■ Given information

══════

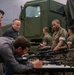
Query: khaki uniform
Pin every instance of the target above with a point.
(61, 34)
(70, 40)
(47, 40)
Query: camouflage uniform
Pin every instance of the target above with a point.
(70, 40)
(58, 35)
(47, 40)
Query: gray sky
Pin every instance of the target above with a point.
(12, 9)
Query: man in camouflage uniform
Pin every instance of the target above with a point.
(70, 41)
(47, 39)
(59, 40)
(59, 35)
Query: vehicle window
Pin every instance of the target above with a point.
(33, 11)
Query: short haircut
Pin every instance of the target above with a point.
(71, 28)
(2, 12)
(56, 21)
(21, 42)
(46, 29)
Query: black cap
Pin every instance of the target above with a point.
(2, 12)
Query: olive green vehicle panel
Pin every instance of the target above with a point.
(49, 10)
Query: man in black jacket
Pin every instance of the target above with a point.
(19, 46)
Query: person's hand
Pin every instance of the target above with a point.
(37, 64)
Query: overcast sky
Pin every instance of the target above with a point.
(12, 9)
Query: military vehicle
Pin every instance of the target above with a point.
(38, 14)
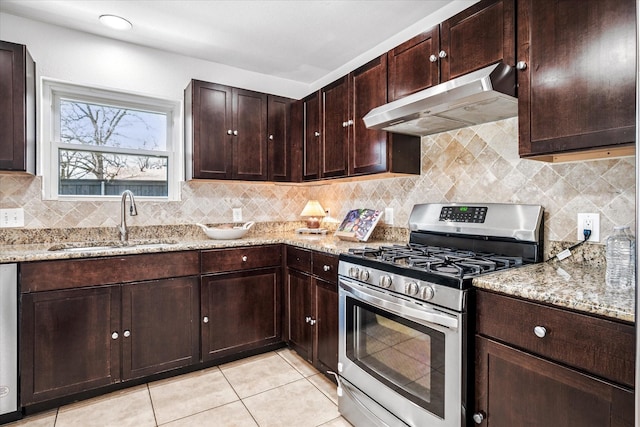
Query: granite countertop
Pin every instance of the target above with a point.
(576, 286)
(570, 285)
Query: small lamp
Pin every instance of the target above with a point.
(313, 211)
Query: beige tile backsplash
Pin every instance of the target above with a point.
(476, 164)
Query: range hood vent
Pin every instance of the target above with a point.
(479, 97)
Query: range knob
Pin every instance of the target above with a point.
(385, 281)
(411, 288)
(427, 292)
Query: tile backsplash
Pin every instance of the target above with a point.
(476, 164)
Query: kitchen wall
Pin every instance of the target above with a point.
(478, 164)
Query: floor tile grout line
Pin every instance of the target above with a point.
(153, 408)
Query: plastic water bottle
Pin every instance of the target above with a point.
(621, 258)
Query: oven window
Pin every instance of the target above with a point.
(406, 356)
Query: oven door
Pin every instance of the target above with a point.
(402, 354)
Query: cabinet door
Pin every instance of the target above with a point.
(367, 147)
(326, 326)
(311, 143)
(410, 66)
(335, 129)
(17, 108)
(514, 388)
(578, 90)
(70, 342)
(250, 157)
(279, 145)
(212, 124)
(299, 312)
(159, 326)
(477, 37)
(240, 311)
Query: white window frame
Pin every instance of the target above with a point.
(53, 90)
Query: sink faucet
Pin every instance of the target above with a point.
(124, 233)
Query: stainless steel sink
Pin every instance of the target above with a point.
(97, 246)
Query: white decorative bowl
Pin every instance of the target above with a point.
(226, 233)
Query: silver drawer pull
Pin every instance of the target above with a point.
(540, 331)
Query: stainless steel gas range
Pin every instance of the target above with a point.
(405, 350)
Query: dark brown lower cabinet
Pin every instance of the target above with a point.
(514, 388)
(240, 311)
(311, 293)
(159, 327)
(76, 340)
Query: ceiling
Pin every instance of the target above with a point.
(301, 40)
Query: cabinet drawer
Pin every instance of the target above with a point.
(222, 260)
(325, 266)
(598, 346)
(300, 259)
(66, 274)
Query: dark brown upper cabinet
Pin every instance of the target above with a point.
(343, 146)
(278, 147)
(577, 86)
(17, 109)
(311, 137)
(225, 132)
(479, 36)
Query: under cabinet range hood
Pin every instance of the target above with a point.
(482, 96)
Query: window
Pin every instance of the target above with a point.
(98, 143)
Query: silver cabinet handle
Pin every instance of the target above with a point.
(540, 331)
(478, 417)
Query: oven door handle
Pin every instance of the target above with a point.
(424, 314)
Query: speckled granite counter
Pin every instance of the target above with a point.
(41, 252)
(568, 285)
(577, 286)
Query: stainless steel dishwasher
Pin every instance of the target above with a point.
(8, 342)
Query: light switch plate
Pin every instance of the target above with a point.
(13, 217)
(388, 216)
(237, 214)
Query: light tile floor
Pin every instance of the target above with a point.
(272, 389)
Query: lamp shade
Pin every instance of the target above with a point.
(313, 211)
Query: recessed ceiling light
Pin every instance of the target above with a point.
(115, 22)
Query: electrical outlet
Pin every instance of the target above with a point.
(237, 214)
(388, 216)
(11, 217)
(589, 221)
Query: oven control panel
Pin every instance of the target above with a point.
(473, 214)
(418, 289)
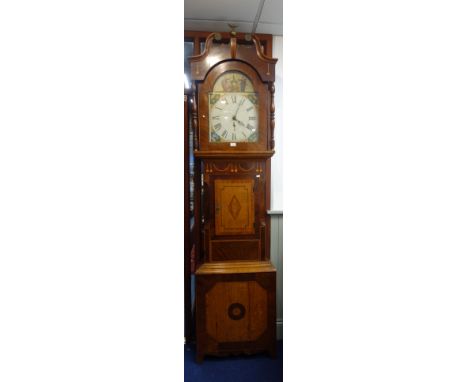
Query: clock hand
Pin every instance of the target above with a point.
(237, 110)
(240, 122)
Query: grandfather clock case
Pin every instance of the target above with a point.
(233, 122)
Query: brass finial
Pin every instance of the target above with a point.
(233, 29)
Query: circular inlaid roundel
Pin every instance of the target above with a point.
(236, 311)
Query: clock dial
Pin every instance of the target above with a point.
(233, 109)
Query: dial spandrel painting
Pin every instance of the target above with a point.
(233, 109)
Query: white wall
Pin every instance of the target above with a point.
(277, 159)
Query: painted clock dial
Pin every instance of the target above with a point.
(233, 113)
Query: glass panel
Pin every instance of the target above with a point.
(233, 114)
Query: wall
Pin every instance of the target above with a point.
(277, 186)
(277, 159)
(277, 260)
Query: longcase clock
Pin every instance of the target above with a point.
(233, 120)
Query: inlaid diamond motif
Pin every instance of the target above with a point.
(234, 207)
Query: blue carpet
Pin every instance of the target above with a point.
(253, 368)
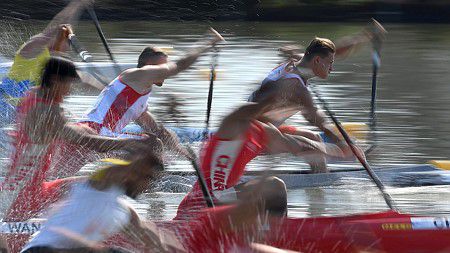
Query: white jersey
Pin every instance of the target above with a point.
(116, 106)
(87, 213)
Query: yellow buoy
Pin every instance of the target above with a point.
(356, 130)
(441, 164)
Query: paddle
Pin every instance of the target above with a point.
(102, 36)
(211, 86)
(362, 160)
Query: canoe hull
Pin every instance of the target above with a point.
(377, 232)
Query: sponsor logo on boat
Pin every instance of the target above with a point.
(430, 222)
(396, 226)
(20, 227)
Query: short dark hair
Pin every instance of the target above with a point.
(319, 46)
(59, 67)
(149, 53)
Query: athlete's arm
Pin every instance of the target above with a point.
(234, 124)
(298, 145)
(39, 42)
(46, 123)
(143, 78)
(315, 116)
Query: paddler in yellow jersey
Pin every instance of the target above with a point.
(31, 57)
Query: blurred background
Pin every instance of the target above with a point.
(268, 10)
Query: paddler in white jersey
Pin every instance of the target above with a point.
(125, 99)
(30, 58)
(96, 209)
(41, 127)
(289, 82)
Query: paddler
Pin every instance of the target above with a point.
(95, 209)
(289, 83)
(239, 139)
(41, 127)
(125, 99)
(31, 57)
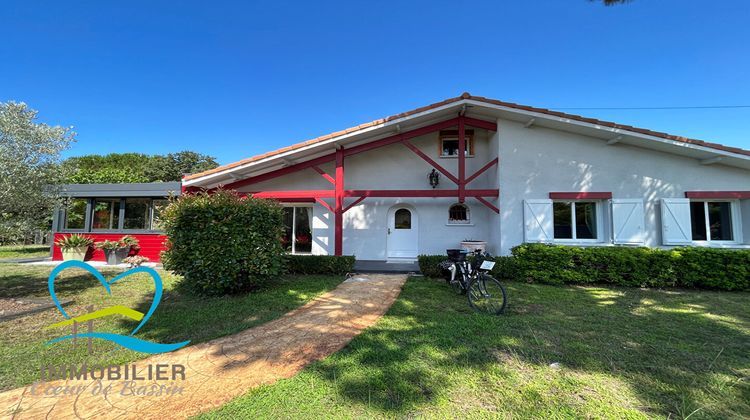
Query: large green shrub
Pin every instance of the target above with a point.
(705, 268)
(222, 243)
(320, 264)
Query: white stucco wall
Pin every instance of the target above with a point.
(389, 168)
(533, 162)
(536, 161)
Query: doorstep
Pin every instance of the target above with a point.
(390, 266)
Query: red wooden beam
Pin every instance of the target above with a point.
(338, 223)
(487, 125)
(279, 172)
(481, 171)
(420, 193)
(325, 175)
(296, 200)
(298, 194)
(429, 160)
(357, 201)
(583, 195)
(396, 138)
(461, 160)
(718, 194)
(324, 204)
(488, 204)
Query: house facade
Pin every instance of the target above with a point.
(472, 168)
(107, 212)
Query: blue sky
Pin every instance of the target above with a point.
(234, 79)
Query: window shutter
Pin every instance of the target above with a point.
(675, 221)
(538, 224)
(628, 221)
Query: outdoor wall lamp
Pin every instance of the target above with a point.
(434, 178)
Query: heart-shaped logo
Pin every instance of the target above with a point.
(128, 341)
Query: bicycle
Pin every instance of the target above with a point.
(484, 292)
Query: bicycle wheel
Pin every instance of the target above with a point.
(486, 294)
(457, 285)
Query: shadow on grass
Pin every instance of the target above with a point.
(185, 316)
(18, 281)
(680, 352)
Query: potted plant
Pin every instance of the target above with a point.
(116, 251)
(472, 245)
(74, 247)
(131, 242)
(135, 261)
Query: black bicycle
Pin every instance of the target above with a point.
(484, 292)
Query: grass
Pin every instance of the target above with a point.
(622, 353)
(23, 251)
(179, 317)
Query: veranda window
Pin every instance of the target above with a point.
(297, 236)
(137, 213)
(112, 214)
(106, 214)
(75, 214)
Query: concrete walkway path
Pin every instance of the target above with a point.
(222, 369)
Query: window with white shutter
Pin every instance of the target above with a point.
(538, 224)
(675, 221)
(628, 221)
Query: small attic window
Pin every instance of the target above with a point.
(449, 143)
(458, 214)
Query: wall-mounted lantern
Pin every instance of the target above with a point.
(434, 178)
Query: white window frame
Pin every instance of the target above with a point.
(736, 222)
(599, 222)
(466, 222)
(469, 146)
(294, 225)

══════

■ Aim of the exercise
Please copy each line of the records above in which the word "drawer" can be found.

■ Solution for this problem
Query: silver drawer pull
Query: cabinet drawer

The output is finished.